## Records excerpted from a collection
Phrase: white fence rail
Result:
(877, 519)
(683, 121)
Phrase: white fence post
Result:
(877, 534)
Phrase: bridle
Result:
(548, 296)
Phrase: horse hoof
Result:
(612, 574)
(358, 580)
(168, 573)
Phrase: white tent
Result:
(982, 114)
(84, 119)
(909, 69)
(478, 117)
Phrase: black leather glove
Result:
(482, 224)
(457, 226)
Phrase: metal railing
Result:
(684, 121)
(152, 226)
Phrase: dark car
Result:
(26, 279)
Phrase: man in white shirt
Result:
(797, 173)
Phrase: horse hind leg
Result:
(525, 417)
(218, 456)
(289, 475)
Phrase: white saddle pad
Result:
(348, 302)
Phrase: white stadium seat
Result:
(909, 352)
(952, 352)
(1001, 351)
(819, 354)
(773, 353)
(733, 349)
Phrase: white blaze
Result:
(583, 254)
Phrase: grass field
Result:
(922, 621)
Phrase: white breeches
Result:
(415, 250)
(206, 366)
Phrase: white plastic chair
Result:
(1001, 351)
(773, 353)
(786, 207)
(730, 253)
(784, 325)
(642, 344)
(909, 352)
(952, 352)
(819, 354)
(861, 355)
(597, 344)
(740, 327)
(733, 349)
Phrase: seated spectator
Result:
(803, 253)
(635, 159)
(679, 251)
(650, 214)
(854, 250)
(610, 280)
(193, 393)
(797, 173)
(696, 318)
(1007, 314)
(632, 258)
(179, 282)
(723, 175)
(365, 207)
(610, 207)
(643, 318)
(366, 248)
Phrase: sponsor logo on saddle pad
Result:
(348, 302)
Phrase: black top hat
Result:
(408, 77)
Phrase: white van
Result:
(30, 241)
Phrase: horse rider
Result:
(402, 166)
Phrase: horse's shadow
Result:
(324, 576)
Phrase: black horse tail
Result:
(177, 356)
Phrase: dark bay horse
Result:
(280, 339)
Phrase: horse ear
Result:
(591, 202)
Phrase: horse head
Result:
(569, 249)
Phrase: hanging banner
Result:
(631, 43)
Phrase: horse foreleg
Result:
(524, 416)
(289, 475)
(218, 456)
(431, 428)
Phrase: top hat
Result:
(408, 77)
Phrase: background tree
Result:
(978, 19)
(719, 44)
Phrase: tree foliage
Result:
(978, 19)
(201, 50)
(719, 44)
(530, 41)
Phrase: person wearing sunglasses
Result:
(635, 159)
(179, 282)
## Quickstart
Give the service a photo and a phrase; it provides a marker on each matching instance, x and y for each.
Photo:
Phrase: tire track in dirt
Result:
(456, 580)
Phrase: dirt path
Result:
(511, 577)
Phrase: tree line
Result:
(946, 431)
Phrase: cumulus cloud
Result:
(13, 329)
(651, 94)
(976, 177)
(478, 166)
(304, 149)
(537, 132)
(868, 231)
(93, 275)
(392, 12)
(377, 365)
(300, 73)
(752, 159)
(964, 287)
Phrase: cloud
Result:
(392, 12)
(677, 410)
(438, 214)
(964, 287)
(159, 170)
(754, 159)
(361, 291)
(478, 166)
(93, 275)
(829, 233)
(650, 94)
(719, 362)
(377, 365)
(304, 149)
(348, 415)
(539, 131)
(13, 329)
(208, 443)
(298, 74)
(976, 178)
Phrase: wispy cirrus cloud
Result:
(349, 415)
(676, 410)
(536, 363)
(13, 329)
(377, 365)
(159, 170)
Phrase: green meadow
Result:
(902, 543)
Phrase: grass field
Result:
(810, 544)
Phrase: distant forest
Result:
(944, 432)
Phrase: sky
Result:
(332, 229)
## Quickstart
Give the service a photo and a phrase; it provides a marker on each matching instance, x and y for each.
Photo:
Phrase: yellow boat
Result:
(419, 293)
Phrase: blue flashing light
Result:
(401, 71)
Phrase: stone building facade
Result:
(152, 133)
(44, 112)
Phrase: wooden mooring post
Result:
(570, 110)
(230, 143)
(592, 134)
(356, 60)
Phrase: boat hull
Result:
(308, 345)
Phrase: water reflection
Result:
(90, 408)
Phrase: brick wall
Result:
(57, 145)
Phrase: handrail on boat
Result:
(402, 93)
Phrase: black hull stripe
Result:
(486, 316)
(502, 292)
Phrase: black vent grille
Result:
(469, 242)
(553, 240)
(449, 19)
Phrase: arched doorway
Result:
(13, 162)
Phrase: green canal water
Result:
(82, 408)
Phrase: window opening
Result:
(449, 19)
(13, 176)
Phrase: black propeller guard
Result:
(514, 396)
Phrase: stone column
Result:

## TASK STATEMENT
Copy the records above. Keep every word as it is.

## RESULT
Phrase: white fence rail
Result:
(877, 519)
(683, 121)
Phrase: white fence post
Result:
(877, 534)
Phrase: bridle
Result:
(548, 296)
Phrase: horse hoof
Result:
(612, 574)
(358, 580)
(168, 573)
Phrase: white tent
Result:
(982, 114)
(84, 119)
(909, 69)
(478, 117)
Phrase: black leather glove
Result:
(482, 224)
(457, 226)
Phrase: metal railing
Result:
(684, 121)
(152, 226)
Phrase: dark car
Result:
(26, 279)
Phrase: man in white shirt
Result:
(797, 173)
Phrase: horse hind leg
Result:
(525, 417)
(218, 456)
(289, 475)
Phrase: white saddle pad
Result:
(348, 302)
Phrase: white stadium seat
Result:
(909, 352)
(952, 352)
(1001, 351)
(819, 354)
(773, 353)
(733, 349)
Phrase: white blaze
Result:
(583, 254)
Phrase: grass field
Result:
(922, 621)
Phrase: white breeches
Result:
(415, 250)
(206, 366)
Phrase: white plastic chair
Result:
(1001, 351)
(773, 353)
(786, 207)
(730, 253)
(784, 325)
(642, 344)
(909, 352)
(952, 352)
(819, 354)
(861, 355)
(597, 344)
(740, 327)
(733, 349)
Phrase: seated spectator
Result:
(803, 253)
(635, 159)
(679, 251)
(650, 214)
(854, 250)
(610, 280)
(193, 393)
(797, 173)
(696, 318)
(1007, 314)
(632, 258)
(179, 282)
(723, 175)
(365, 207)
(610, 207)
(643, 318)
(366, 248)
Phrase: sponsor logo on saddle pad
Result:
(348, 302)
Phrase: black top hat
Result:
(408, 77)
Phrase: white van
Result:
(30, 241)
Phrase: horse rider
Result:
(402, 166)
Phrase: horse's shadow
Result:
(324, 576)
Phrase: black horse tail
Result:
(177, 356)
Phrase: dark bay horse
Result:
(280, 339)
Phrase: horse ear
Result:
(591, 202)
Phrase: horse head
Result:
(569, 249)
Phrase: hanging banner
Result:
(631, 43)
Phrase: horse foreleg
Result:
(524, 416)
(289, 475)
(218, 456)
(431, 428)
Phrase: top hat
Result:
(408, 77)
Phrase: background tree
Result:
(978, 19)
(719, 44)
Phrase: tree foliage
Result:
(978, 19)
(201, 50)
(719, 44)
(530, 41)
Phrase: person wearing sunglasses
Result:
(635, 159)
(179, 282)
## Quickstart
Give the service a photo and a phrase; it provides a marker on each matching instance, x and y for each.
Photo:
Phrase: tire track in dirt
Result:
(456, 580)
Phrase: dirt path
Result:
(511, 577)
Phrase: tree line
Result:
(946, 431)
Phrase: cumulus cloud
Result:
(13, 329)
(651, 94)
(976, 177)
(478, 166)
(304, 149)
(537, 132)
(868, 231)
(93, 275)
(392, 12)
(377, 365)
(300, 73)
(752, 159)
(964, 287)
Phrase: cloud
Result:
(392, 12)
(677, 410)
(438, 214)
(964, 287)
(159, 170)
(754, 159)
(361, 291)
(478, 166)
(93, 275)
(829, 233)
(650, 94)
(719, 362)
(377, 365)
(304, 149)
(348, 415)
(539, 131)
(13, 329)
(208, 443)
(298, 74)
(976, 178)
Phrase: wispy cirrus cloud
Result:
(349, 415)
(676, 410)
(536, 363)
(13, 329)
(377, 365)
(159, 170)
Phrase: green meadow
Result:
(902, 543)
Phrase: grass field
Result:
(810, 544)
Phrase: distant forest
Result:
(944, 432)
Phrase: sky
Result:
(332, 229)
## Quickstart
Give the service a photo and a phrase; it provides a marker on each matching instance, x and y for each.
Photo:
Phrase: yellow boat
Result:
(419, 293)
Phrase: blue flashing light
Result:
(401, 71)
Phrase: stone building facade
Result:
(152, 133)
(44, 112)
Phrase: wooden mooring post
Result:
(570, 110)
(230, 143)
(592, 134)
(356, 60)
Phrase: boat hull
Result:
(308, 345)
Phrase: water reflection
Result:
(90, 408)
Phrase: brick wall
Result:
(57, 145)
Phrase: handrail on boat
Result:
(402, 93)
Phrase: black hull stripe
Result:
(486, 316)
(502, 292)
Phrase: black vent grille
Result:
(469, 242)
(553, 240)
(449, 19)
Phrase: arched doorway
Result:
(13, 162)
Phrase: green canal water
Result:
(82, 408)
Phrase: window opening
Result:
(449, 19)
(13, 176)
Phrase: black propeller guard
Result:
(514, 396)
Phrase: stone column
Result:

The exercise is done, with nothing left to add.